* **Required tasks**:
1 > Answer these questions from the write-up on glucose sensor error grid analysis, one line each:
(a) What percentage of readings fell in Zones A and B in the 2015 Freestyle Libre accuracy study?
(b) Which sensors do not support calibration?
(c) Which sensor produced the single data point in Zone C?
2 > Carry on the write-up on glucose sensor error grid analysis from its last sentence.

* **Extract to read**:
________________________

What this data shows is that in reality, none of these sensors is really “poor”. Across all of the sensors used, there was one data point in Zone C, which somewhat ironically was also on the sensor that had the highest proportion of points in Zone A.
To give a visual representation of the above data, the below stacked chart shows just how close they all are.

To give this some context, if we look back at the the original Freestyle Libre accuracy study from 2015 (which I covered here), it showed 99.7% of all readings in Zones A and B compared to capillary blood. We can see here, pretty much all the sensors tried in 2025 are producing numbers that don’t seem to be that far removed any worse than the Libre we had in 2015.

What do we take from the error grid analysis?
The error grid analysis in this n=1 suggests that even without calibrating any of the sensors, the reality is that most of the them demonstrate numbers that are nominally considered to be safe, and don’t seem to be any worse than sensors from 10 years ago (although I’d question how much difference there really is between a Libre from 2015 and a Libre3+).
The key take away is that realistically, all the sensors showed CEG data that fell within either clinically zero risk or extremely low risk zones. And all except the Libre sensors support calibration. What’s perhaps a bit more nuanced about the CEG data is to take a look at the number of datapoints trending towards zone C. In the Yuwell, iCan and Linx, we see a number of points very close to the border with zone C. More importantly, they are showing the sensor reading high when the reference is either in the low zone or close to it. The misaligned datapoint in zone C for the Dexcom G7/One+ was the other way around. It showed a low sensor reading when there was a higher glucose reading, which is less likely to lead to excessive insulin delivery.

________________________

* **Dataset**:
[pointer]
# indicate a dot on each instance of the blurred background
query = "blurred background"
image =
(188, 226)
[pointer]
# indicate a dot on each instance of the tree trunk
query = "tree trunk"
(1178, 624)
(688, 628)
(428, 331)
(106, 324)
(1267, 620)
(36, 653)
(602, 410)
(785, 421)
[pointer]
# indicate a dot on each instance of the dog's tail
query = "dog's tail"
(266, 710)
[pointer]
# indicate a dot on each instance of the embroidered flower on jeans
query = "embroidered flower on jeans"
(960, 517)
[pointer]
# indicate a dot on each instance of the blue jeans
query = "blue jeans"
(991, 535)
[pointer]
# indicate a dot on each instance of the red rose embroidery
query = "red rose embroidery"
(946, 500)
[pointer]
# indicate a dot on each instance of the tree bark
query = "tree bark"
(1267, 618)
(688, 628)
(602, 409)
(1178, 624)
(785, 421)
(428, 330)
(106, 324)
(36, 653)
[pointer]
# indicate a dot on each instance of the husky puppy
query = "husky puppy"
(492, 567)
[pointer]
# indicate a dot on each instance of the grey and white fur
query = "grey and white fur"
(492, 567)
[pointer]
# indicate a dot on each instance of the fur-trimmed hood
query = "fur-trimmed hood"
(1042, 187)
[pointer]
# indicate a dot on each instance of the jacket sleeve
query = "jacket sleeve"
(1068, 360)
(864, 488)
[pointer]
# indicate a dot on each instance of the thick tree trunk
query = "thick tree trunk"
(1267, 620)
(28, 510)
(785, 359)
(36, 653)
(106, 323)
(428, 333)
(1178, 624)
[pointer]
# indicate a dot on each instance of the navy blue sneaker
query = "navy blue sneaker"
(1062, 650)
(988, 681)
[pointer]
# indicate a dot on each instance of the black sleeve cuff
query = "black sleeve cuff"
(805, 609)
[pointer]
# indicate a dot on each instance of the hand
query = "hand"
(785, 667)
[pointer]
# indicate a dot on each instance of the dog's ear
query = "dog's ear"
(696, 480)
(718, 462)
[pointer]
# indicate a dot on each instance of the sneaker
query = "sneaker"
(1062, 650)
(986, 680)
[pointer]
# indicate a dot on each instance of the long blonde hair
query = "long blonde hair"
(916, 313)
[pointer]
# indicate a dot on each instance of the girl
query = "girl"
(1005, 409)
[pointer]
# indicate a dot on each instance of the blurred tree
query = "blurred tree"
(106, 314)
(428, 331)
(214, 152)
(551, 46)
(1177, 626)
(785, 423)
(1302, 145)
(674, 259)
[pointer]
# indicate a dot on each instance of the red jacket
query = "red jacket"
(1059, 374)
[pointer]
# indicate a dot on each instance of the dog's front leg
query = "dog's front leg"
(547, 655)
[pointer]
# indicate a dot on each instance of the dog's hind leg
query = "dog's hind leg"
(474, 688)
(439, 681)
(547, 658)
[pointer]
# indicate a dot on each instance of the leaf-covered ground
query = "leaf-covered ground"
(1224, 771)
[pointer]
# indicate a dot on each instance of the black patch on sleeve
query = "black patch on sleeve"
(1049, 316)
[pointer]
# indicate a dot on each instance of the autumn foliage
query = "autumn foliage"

________________________

* **Exercise responses**:
1 >
(a) 99.7%
(b) The Libre sensors
(c) The Dexcom G7/One+

2 >
Ultimately, what the CEGs, MARD numbers, Bias data and hypoglycaemia analysis all show is that no single metric is really good enough to describe the performance of a CGM system. They are complex technology operating within a complex system, and while single datapoints make for good marketing, they don’t make for useful information in relation to system performance.
How do these values correlate with cost?
Let’s be blunt about this. Not very well. The table below shows the costs (based on costs in both the UK and Europe, as not all sensors are available in the UK). Is there a direct correlation between price and MARDf or price and percentage of readings in zone A?

There is, but it’s again, perhaps not quite what you[‘d expect. There’s a clear negative correlation between price and MARDf as tested, however there’s much less of a correlation between the percentage of results in Zone A and price. This is heavily influenced by the outcomes of the Syai Tag, which as the cheapest on offer and the lowest MARDf, does skew the results.
Would you choose to use any of these newcomers with an AID system?
That’s potentially the million dollar question. But I do have an answer to it.
Based on the data I’ve seen in this n=1 experiment I’d feel comfortable adding both the Syai Tag and the Caresens Air to my open source AID system. The other newcomers? Not so much.
Why no cost per day for Dexcom G6/G7?
The Libre 3+ MARD includes young children (2YO+), do the other CGM MARDs include young children?
All the Dexcom and Abbott systems support kids from 2, including the One and One+ as far as I’m aware. I haven’t looked at the others, so you’ll be able to check as easily as me.
And why no costs for G6/G7 – just forgot to include them. The only comment would be they are considerably higher than those for One+.
An impressive set of data – just doing this type of assessment with 2 worn CGM devices is onerous (as I know from my own experience).
As you have constructed the plots, would you be able to do a quick linear regression analysis on each and post the equations + R-squared values? Some of the plots look like there’s differences in calibration between the different systems. Thanks
I can provide an update.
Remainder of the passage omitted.